**Exercise brief:** Copy every line of the material below, shifting each x and y coordinate in the answers up by 100 while keeping all other text the same. Leave the pictures out.

Items from a dataset
········

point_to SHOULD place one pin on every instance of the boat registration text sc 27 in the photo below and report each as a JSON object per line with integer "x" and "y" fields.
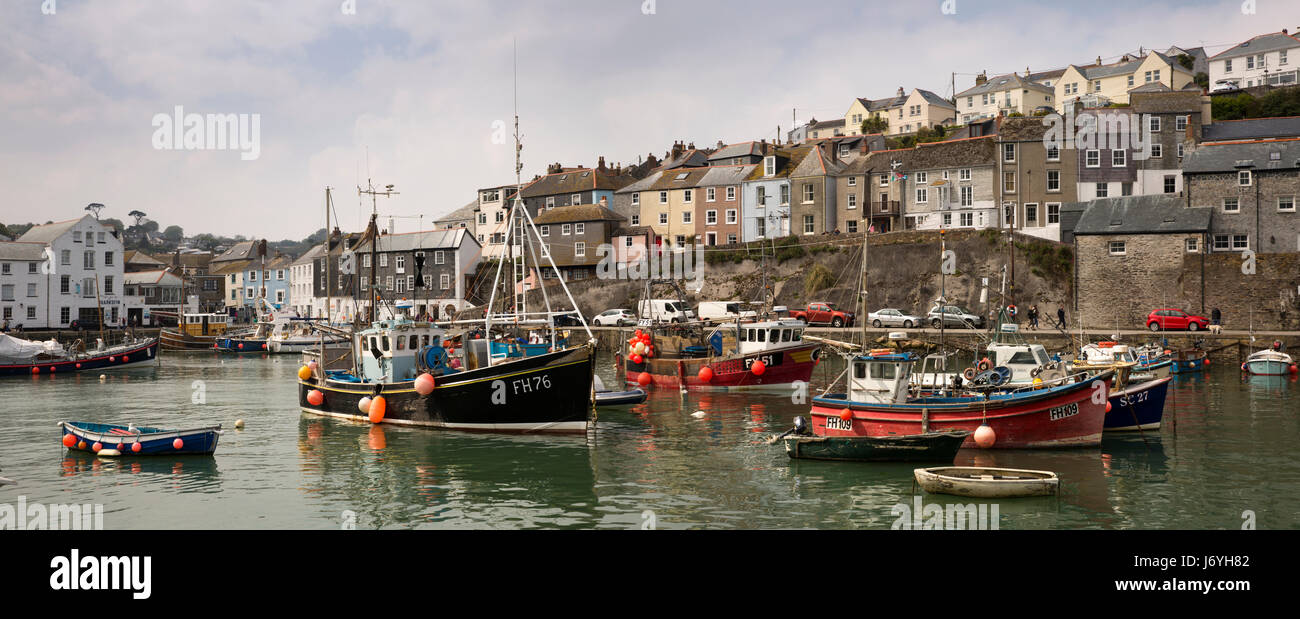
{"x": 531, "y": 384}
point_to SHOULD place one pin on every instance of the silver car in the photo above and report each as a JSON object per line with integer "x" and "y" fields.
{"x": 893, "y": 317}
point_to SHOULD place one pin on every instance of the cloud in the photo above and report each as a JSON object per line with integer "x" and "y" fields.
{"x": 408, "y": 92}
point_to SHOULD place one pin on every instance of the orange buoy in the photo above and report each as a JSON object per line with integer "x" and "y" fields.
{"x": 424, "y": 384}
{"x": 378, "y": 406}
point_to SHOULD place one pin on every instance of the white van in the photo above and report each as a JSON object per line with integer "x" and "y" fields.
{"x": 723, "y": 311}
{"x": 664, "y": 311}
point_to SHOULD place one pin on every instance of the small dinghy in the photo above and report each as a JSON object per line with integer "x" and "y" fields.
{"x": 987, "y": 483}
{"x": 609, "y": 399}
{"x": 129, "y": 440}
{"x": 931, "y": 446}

········

**Right answer:**
point_to SHOULD place one pin on every instance of the boat registration text sc 27 in the photo below and report each as a JSON object per line with integer "x" and "y" fields.
{"x": 631, "y": 484}
point_to SHOULD place one pin on every instance of the silver car in the photo above and report each as a JSON object per line with integer "x" and "y" fields.
{"x": 993, "y": 417}
point_to SHOULD place one pin on every instance of the cloud in the photo above and report each as a JSON object per line with integer "x" and "y" fields.
{"x": 508, "y": 192}
point_to SHOULD place one pin on every instance of the orange buoy in the photo above and report each as a JSON object per line with integer "x" and "y" fields.
{"x": 524, "y": 484}
{"x": 478, "y": 506}
point_to SHOULD place one pin on every instance of the white van in the photo above and report each as a JSON object per line with integer "x" and "y" fields.
{"x": 823, "y": 411}
{"x": 764, "y": 411}
point_to SHOULD place one pin on every instance of the small dinghy in the photo above and report each as a JSON object per line with integer "x" and "y" fields.
{"x": 1087, "y": 583}
{"x": 709, "y": 499}
{"x": 229, "y": 540}
{"x": 1031, "y": 546}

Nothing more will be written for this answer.